Exercise prompt: From the rows below, pull out every line that contains the word "lamp".

──────── Data excerpts ────────

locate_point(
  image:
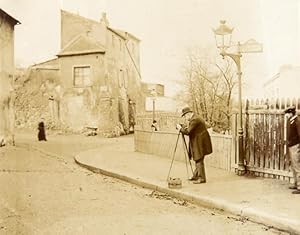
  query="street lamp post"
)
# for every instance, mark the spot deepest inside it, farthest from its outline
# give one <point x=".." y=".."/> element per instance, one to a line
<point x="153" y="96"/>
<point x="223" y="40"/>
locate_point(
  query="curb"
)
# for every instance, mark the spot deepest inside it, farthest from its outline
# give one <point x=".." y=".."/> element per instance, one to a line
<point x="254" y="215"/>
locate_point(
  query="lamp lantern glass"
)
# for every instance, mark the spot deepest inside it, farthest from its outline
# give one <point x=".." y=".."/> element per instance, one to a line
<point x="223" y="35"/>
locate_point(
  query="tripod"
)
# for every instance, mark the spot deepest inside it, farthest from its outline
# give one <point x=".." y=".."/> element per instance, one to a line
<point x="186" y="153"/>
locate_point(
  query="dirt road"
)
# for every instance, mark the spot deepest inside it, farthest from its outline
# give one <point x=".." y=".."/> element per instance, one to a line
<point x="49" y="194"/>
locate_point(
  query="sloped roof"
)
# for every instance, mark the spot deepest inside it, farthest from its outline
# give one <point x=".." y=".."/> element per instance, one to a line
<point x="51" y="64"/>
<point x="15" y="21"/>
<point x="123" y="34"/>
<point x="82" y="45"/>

────────
──────── Data excerpts ────────

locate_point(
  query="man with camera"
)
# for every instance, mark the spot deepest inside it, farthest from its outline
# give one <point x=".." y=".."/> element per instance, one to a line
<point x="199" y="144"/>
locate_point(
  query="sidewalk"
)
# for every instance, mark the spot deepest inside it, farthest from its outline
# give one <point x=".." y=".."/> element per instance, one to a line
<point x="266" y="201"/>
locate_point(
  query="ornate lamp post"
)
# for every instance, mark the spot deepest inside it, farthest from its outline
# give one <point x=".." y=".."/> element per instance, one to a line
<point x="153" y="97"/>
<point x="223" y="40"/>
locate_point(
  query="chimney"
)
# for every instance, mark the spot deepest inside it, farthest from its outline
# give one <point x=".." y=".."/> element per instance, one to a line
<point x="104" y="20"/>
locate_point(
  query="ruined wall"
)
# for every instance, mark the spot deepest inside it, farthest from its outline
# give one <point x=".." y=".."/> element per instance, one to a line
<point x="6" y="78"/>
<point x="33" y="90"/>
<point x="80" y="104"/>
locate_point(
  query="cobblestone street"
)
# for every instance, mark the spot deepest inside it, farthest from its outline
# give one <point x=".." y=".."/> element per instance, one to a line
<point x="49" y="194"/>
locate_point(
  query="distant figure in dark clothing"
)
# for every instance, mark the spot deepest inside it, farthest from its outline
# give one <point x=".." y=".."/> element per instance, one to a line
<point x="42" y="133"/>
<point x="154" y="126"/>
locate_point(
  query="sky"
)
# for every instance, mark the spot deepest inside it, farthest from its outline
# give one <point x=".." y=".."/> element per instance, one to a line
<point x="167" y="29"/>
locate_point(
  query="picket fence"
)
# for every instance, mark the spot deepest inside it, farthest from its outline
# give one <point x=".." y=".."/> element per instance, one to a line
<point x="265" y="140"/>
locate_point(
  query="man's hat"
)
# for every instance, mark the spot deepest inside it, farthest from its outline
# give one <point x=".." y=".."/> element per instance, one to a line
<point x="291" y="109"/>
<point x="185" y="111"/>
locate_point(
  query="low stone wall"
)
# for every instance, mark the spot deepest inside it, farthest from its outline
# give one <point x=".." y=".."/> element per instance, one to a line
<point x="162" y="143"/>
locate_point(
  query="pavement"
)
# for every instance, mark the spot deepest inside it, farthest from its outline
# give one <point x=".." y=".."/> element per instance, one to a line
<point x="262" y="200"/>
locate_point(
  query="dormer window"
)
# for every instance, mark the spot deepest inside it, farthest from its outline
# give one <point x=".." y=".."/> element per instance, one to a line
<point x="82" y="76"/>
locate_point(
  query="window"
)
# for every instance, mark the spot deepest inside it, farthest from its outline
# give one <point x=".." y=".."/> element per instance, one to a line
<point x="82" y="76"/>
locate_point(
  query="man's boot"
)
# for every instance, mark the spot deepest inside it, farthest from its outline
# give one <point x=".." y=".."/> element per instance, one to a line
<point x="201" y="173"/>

────────

Task response:
  query="street lamp post"
  query="lamp lantern glass"
  query="ornate lamp post"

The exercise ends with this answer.